Task statement -
Your answer should consist of the lines in the following data that contain "Find".

Records supplied -
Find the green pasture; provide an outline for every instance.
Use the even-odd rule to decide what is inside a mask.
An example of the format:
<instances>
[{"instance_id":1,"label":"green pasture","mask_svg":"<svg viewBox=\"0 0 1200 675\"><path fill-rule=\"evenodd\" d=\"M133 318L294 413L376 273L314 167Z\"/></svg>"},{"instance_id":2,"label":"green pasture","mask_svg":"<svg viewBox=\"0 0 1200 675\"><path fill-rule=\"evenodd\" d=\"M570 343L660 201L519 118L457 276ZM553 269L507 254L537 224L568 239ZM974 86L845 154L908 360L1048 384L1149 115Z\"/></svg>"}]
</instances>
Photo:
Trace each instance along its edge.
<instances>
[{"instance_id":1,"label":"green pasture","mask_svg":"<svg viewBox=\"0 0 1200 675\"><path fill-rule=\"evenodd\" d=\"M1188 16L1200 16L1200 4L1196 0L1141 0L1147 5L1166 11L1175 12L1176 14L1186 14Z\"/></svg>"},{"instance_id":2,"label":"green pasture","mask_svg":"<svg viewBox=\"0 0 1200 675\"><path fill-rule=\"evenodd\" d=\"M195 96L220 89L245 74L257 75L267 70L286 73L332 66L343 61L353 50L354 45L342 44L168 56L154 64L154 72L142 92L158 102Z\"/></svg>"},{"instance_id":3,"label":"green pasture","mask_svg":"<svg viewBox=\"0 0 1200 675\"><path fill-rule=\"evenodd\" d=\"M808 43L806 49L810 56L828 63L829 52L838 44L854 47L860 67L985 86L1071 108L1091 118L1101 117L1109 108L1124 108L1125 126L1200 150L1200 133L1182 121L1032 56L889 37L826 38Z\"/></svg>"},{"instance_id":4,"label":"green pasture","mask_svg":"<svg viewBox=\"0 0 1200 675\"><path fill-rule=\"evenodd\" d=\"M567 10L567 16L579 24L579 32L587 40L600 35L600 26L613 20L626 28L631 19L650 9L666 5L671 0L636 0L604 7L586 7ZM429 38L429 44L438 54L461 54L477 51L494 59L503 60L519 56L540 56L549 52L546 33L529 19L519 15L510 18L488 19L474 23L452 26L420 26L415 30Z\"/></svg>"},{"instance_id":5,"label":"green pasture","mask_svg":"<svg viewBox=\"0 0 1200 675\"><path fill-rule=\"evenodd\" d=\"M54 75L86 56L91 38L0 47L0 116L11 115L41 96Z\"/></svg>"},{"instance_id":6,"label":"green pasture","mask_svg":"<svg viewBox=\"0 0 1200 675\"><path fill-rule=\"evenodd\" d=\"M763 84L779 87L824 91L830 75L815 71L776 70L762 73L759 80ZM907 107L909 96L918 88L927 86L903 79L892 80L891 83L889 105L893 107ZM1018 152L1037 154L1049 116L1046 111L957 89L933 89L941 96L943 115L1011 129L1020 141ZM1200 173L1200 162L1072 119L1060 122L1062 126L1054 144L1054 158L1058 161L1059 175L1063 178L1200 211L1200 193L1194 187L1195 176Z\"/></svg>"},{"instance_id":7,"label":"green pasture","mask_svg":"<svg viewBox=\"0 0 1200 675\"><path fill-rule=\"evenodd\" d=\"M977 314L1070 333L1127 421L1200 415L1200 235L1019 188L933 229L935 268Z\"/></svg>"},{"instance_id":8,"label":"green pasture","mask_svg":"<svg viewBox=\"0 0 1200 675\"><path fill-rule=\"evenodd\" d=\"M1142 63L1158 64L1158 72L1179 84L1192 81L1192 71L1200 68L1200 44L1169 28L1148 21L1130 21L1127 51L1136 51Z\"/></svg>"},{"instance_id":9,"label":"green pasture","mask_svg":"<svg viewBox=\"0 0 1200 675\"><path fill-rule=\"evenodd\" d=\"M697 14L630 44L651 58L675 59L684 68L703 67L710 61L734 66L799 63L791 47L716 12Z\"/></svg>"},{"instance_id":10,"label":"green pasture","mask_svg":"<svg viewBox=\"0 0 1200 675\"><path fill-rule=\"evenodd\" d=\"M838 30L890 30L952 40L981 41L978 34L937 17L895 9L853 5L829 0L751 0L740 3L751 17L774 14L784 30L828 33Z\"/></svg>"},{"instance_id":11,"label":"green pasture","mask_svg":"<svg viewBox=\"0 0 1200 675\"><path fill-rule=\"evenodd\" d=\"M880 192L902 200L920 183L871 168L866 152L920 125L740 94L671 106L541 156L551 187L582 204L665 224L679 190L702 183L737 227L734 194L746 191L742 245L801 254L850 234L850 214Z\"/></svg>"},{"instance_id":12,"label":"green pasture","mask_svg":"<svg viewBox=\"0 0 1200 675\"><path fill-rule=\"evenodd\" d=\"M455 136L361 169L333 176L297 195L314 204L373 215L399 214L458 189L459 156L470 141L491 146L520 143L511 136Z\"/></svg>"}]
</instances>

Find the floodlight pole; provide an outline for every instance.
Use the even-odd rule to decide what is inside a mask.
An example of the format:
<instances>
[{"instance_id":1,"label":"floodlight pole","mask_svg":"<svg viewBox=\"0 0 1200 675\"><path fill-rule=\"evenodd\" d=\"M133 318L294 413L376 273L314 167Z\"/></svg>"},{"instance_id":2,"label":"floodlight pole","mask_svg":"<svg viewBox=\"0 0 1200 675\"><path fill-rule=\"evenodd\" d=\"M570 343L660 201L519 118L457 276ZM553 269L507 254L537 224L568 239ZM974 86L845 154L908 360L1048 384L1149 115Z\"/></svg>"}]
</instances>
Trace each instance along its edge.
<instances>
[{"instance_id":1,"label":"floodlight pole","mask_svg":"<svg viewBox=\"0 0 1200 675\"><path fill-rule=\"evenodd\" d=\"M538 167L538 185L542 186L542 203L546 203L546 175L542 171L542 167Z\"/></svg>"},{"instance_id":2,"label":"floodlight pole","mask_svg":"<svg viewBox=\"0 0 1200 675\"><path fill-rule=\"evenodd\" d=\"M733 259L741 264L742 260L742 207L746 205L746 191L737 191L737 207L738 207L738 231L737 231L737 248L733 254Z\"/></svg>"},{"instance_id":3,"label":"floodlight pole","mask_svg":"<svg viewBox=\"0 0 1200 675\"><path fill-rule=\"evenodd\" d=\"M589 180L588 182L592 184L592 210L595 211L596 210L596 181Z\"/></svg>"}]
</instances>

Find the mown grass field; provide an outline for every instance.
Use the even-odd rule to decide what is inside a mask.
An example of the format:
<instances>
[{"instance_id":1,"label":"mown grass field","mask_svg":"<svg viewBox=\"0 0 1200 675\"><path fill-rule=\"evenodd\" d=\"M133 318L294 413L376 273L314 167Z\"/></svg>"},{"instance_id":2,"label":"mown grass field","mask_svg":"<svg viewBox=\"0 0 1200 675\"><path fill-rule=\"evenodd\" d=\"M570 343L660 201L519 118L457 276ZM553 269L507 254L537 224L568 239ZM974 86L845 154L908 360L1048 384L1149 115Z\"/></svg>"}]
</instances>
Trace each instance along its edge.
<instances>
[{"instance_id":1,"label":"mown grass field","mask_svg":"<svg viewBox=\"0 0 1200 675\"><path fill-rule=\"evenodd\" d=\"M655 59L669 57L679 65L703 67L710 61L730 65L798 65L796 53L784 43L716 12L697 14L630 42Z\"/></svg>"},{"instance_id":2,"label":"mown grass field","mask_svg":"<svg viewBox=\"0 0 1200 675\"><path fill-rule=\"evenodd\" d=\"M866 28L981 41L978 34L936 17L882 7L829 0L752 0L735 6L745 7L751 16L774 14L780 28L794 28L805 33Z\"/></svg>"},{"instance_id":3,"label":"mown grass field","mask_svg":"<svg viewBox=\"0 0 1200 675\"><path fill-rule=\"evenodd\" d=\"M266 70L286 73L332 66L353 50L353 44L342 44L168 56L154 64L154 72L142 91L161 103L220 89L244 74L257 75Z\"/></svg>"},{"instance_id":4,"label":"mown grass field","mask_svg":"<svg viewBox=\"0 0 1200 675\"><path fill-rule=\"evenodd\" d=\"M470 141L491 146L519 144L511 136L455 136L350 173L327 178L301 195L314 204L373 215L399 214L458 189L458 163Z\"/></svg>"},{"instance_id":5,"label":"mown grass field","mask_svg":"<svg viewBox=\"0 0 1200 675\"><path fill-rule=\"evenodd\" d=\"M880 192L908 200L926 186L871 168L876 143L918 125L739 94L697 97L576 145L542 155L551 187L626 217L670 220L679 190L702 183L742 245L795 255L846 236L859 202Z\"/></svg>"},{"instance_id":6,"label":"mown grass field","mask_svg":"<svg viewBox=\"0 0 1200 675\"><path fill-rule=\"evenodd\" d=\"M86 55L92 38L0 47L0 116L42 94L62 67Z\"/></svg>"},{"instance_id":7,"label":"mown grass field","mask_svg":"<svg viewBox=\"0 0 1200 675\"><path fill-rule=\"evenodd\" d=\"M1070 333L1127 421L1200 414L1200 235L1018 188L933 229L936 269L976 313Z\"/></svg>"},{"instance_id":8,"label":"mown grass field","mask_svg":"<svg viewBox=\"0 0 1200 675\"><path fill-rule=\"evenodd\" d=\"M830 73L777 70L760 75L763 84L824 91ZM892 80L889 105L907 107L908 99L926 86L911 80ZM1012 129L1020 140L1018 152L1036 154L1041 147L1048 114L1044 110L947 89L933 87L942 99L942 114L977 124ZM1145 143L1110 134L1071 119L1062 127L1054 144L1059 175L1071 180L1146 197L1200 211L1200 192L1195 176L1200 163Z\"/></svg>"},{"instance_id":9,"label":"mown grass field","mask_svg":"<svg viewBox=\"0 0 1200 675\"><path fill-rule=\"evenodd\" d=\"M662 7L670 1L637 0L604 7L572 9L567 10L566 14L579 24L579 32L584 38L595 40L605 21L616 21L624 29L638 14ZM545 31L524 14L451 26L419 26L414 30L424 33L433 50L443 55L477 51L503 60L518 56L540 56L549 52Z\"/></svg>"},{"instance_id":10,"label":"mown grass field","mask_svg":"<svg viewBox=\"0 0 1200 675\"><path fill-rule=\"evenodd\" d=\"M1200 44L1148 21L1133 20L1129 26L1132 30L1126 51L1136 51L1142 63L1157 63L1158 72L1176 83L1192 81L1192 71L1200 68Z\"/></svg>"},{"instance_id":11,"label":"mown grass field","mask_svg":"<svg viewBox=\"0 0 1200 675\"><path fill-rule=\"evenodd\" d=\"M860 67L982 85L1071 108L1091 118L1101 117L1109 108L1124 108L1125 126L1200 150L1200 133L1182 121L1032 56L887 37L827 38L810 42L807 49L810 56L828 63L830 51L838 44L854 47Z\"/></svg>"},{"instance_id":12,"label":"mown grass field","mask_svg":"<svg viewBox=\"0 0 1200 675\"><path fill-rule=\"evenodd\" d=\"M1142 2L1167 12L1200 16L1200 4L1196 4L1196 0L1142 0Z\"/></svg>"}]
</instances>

Problem solution -
Find the green pasture; provide an outline for every instance.
Find the floodlight pole; provide an outline for every instance.
Find the mown grass field; provide an outline for every instance.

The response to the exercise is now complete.